:: Lesetext

Auricher Regentenporträts: Ständesaal der Ostfriesischen Landschaft – Auricher Schloss
„Das Sonnenkind des Hauses Cirksena“ (Reimers) war ein gutmütiger Bursche von stattlichem Aussehen. Er war ein Mann, der lieber nachgab als zu streiten, ostfriesisch sparsam aber nicht dickköpfig. Der posthum geborene Christian Eberhard wurde als einziger Sohn von seiner Mutter, der Fürstin Christine Charlotte, umhegt und umsorgt, bis er mit zehn Jahren ins Ausland zur Erziehung geschickt wurde. Der junge Mann reiste über die Niederlande nach Piemont und Frankreich, nach 1681 nach Italien und Österreich. Christian Eberhard ist bis auf den Vesuv gekommen, er hat die Königin Christine von Schweden in Rom besucht und dem Sonnenkönig Ludwig XIV. in Paris seine Referenz erwiesen.

::::

**Anweisungen**
A. Entnimm dem Text über Christian Eberhard wörtlich die Stelle zwischen "Auricher Regentenporträts: Ständesaal" und "seine Referenz erwiesen.", beide eingeschlossen.
B. Wen hat Christian Eberhard laut dem Text über ihn in Rom besucht?
C. Führe den Text über Christian Eberhard nach seinem letzten Satz weiter.
Die Liste spielt hierfür keine Rolle.

:: Datenliste

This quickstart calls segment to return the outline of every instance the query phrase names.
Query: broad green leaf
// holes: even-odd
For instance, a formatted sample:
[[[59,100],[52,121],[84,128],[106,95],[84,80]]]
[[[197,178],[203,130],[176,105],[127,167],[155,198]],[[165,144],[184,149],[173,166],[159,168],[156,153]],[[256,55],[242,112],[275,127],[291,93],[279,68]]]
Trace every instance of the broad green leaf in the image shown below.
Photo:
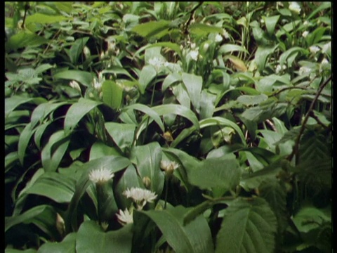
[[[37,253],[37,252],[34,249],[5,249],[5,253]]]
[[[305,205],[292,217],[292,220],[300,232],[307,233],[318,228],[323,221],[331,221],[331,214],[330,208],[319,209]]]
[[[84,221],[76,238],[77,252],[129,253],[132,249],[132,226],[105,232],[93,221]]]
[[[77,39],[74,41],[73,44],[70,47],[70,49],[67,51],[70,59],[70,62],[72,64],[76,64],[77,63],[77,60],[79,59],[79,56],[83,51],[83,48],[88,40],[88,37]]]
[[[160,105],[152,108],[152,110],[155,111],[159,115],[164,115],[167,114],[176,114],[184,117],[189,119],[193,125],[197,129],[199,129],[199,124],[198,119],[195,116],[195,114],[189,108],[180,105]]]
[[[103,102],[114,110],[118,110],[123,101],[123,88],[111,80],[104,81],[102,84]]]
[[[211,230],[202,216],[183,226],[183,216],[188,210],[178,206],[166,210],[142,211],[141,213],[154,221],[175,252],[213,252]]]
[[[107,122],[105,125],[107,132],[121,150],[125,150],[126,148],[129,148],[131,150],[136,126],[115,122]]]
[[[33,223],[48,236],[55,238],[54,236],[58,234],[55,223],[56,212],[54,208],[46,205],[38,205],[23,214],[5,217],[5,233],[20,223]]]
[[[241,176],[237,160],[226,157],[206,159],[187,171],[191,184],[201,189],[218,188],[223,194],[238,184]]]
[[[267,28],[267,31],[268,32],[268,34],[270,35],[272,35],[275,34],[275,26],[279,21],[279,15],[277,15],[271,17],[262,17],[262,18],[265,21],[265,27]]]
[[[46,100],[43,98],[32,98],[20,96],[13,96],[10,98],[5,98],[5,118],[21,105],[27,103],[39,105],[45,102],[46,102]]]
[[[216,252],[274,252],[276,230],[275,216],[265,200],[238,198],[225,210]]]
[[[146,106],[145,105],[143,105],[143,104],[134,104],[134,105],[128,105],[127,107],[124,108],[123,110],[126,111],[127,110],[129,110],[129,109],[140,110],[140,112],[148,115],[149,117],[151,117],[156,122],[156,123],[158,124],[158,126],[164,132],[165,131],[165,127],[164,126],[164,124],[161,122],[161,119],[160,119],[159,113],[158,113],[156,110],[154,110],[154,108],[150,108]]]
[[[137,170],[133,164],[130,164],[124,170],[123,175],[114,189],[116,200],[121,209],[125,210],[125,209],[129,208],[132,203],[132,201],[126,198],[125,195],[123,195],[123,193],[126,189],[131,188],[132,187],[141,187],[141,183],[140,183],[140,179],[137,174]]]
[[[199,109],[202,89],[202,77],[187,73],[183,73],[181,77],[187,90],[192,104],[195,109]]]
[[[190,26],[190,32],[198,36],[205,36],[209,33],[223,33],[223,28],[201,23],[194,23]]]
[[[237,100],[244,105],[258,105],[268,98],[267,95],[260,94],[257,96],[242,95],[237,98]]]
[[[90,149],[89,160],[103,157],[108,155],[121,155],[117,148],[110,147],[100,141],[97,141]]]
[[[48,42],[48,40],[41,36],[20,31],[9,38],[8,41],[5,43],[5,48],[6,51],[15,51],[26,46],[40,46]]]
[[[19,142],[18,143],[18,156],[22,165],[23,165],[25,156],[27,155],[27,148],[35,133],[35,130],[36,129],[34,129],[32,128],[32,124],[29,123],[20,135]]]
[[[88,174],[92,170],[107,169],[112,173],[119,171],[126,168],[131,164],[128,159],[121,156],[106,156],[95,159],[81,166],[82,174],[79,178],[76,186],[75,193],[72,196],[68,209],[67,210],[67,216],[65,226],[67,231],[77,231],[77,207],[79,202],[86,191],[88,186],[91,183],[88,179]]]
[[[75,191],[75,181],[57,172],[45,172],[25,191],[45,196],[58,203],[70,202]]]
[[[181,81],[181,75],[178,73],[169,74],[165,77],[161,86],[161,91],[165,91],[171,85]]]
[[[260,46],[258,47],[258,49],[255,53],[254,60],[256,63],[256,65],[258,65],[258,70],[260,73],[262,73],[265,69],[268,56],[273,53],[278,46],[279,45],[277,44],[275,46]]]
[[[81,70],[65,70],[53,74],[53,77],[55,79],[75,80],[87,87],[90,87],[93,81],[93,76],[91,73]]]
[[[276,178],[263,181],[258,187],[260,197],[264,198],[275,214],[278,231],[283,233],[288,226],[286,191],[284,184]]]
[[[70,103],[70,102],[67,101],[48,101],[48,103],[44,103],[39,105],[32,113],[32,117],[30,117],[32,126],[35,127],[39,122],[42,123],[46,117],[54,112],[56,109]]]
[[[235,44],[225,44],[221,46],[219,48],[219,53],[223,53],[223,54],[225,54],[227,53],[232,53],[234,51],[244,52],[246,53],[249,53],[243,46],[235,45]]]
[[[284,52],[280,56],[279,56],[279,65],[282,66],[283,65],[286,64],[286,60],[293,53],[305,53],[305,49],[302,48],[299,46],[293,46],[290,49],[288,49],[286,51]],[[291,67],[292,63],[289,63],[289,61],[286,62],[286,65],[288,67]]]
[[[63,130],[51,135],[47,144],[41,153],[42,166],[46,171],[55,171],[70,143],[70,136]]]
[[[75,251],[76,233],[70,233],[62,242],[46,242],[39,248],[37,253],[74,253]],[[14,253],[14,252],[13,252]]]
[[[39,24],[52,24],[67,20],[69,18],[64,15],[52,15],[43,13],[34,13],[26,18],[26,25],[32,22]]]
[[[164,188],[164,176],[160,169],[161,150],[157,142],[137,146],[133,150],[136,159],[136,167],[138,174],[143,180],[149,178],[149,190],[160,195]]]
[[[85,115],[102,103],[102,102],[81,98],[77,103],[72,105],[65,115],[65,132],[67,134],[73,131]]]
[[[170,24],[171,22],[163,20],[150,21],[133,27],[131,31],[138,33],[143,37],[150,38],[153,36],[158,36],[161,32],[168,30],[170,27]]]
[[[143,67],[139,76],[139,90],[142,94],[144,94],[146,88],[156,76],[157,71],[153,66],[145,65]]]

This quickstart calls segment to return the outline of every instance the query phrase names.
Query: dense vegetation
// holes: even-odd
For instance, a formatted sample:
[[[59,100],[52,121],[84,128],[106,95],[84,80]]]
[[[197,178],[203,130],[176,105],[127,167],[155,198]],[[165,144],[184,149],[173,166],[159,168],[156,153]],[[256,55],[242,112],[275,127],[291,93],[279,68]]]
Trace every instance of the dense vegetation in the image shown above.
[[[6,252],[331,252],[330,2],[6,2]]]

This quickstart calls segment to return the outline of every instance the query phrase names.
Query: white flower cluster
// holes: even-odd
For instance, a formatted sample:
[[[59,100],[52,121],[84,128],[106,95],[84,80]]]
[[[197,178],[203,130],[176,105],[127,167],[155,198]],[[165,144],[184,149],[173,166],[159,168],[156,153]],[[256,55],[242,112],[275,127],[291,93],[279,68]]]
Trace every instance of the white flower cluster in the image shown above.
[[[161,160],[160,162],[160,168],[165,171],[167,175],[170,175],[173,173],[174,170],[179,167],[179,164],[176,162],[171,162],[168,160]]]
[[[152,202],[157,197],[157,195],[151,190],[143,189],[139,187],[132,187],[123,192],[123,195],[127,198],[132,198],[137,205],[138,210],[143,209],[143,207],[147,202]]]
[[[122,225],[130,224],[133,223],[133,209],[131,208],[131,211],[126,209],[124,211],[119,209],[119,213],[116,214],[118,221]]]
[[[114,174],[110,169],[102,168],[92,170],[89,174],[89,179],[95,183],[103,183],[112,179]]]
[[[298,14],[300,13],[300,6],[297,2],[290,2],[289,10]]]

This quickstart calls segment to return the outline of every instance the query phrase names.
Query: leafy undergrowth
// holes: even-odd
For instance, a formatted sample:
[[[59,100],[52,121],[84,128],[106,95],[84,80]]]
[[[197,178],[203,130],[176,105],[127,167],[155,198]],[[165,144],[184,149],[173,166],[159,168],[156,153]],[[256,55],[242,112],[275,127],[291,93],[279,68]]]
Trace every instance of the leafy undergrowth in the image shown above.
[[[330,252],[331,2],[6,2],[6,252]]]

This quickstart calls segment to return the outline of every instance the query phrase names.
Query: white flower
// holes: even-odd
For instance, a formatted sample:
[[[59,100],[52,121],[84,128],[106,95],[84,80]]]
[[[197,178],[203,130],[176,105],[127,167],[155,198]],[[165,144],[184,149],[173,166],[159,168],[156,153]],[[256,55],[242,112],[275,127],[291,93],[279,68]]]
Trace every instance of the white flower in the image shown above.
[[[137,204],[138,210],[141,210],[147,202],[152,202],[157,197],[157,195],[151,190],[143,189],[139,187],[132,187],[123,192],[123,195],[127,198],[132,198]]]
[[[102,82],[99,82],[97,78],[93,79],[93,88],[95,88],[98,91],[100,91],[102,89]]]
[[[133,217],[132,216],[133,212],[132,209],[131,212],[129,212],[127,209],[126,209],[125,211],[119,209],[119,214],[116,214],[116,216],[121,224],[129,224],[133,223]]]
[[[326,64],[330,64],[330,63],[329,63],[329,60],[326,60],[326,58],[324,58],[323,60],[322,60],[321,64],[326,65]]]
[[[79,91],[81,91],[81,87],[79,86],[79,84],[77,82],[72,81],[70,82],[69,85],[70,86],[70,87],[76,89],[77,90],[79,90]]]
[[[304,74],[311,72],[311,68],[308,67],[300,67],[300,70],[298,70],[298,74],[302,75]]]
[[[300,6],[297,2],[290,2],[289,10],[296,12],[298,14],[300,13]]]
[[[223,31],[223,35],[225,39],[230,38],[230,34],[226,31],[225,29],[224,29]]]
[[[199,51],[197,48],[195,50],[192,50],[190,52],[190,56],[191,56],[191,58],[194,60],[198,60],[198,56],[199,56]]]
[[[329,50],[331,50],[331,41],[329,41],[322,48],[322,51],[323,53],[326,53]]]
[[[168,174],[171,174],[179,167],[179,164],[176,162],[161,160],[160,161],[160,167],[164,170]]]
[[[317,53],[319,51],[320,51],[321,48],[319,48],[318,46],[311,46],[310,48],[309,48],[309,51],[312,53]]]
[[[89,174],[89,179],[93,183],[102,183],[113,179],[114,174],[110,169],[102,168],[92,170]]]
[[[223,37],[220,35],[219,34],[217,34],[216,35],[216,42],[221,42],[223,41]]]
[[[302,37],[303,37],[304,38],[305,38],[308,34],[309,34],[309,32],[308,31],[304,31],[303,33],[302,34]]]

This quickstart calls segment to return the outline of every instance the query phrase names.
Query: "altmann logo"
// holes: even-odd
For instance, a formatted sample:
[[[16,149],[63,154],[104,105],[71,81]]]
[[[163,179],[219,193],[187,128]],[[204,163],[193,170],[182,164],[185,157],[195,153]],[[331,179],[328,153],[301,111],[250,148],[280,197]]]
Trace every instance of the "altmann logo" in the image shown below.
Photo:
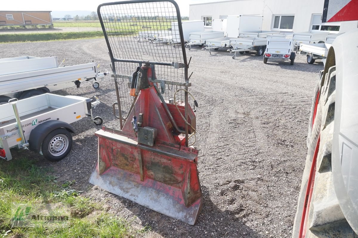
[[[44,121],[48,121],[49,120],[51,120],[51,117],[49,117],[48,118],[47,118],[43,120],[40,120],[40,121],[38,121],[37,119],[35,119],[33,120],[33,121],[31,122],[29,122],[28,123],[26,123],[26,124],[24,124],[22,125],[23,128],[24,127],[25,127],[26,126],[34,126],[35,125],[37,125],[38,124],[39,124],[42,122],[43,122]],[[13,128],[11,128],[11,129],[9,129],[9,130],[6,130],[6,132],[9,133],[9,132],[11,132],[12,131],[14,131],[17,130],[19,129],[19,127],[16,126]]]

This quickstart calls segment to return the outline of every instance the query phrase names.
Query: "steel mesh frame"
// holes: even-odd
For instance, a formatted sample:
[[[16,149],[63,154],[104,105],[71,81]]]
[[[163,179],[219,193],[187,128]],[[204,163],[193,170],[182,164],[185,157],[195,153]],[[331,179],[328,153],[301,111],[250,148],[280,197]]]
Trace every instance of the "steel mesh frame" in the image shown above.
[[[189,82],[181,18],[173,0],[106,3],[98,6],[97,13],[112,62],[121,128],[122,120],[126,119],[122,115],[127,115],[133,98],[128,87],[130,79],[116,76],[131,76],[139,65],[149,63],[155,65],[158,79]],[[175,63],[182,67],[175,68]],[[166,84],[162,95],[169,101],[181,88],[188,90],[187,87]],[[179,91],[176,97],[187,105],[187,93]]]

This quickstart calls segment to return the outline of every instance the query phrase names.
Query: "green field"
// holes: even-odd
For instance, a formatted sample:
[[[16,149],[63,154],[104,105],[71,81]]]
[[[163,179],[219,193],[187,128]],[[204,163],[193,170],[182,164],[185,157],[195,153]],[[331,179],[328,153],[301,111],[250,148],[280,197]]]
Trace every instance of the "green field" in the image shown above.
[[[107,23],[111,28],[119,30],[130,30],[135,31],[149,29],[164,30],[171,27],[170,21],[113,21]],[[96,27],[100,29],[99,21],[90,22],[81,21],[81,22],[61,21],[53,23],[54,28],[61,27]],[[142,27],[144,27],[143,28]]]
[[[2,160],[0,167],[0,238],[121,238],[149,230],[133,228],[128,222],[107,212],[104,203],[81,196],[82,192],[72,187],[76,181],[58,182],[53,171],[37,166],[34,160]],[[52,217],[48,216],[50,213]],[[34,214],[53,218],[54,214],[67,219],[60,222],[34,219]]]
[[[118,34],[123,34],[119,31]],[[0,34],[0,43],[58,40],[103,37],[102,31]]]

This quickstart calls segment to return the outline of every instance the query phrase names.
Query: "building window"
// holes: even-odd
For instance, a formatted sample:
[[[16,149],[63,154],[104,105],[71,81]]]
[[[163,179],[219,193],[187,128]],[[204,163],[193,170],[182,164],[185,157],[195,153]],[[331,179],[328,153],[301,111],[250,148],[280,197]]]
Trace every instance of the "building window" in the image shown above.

::::

**Deine Antworten**
A.
Auricher Regentenporträts: Ständesaal der Ostfriesischen Landschaft – Auricher Schloss
„Das Sonnenkind des Hauses Cirksena“ (Reimers) war ein gutmütiger Bursche von stattlichem Aussehen. Er war ein Mann, der lieber nachgab als zu streiten, ostfriesisch sparsam aber nicht dickköpfig. Der posthum geborene Christian Eberhard wurde als einziger Sohn von seiner Mutter, der Fürstin Christine Charlotte, umhegt und umsorgt, bis er mit zehn Jahren ins Ausland zur Erziehung geschickt wurde. Der junge Mann reiste über die Niederlande nach Piemont und Frankreich, nach 1681 nach Italien und Österreich. Christian Eberhard ist bis auf den Vesuv gekommen, er hat die Königin Christine von Schweden in Rom besucht und dem Sonnenkönig Ludwig XIV. in Paris seine Referenz erwiesen.

B. Die Königin Christine von Schweden.

C.
Bildungsschätze hat er dabei nicht eingesammelt. Was ihn innerlich rührte, das war der schwäbische Pietismus, dessen Übergreifen auf Ostfriesland er gefördert hat. Gehorsam heiratete Christian Eberhard die ihm von der Mutter verschriebene Braut, und ebenso folgsam trat er erst 1690 die Regierung in Aurich an, was die der alten Fürstin feindlich gesinnten ostfriesischen Landstände seit langem gefordert hatten. Mit ihnen traf Christian Eberhard dann 1693 in Hannover und 1698 in Aurich Vergleiche, in welchen er Positionen, die seine Mutter gehalten hatte, aufgab. 1699 besuchte der junge Fürst dann demonstrativ Emden und ward herzlich aufgenommen.
Diese Politik einer gegenseitigen Respektierung haben Landesherr und Landstände beibehalten. Christian Eberhard versuchte, im Geiste des Pietismus ein treusorgender Hausvater seiner Untertanen zu sein. Ein Regen an Verordnungen fiel auf Ostfriesland, von der Sonntagsheiligung angefangen bis zum Verbot der Völlerei am Anfang der Fastenzeit. Seinem Naturell entsprechend war der Fürst tolerant: Die von seiner Mutter begonnene Zulassung von Reformierten neben Lutheranern nahm zu.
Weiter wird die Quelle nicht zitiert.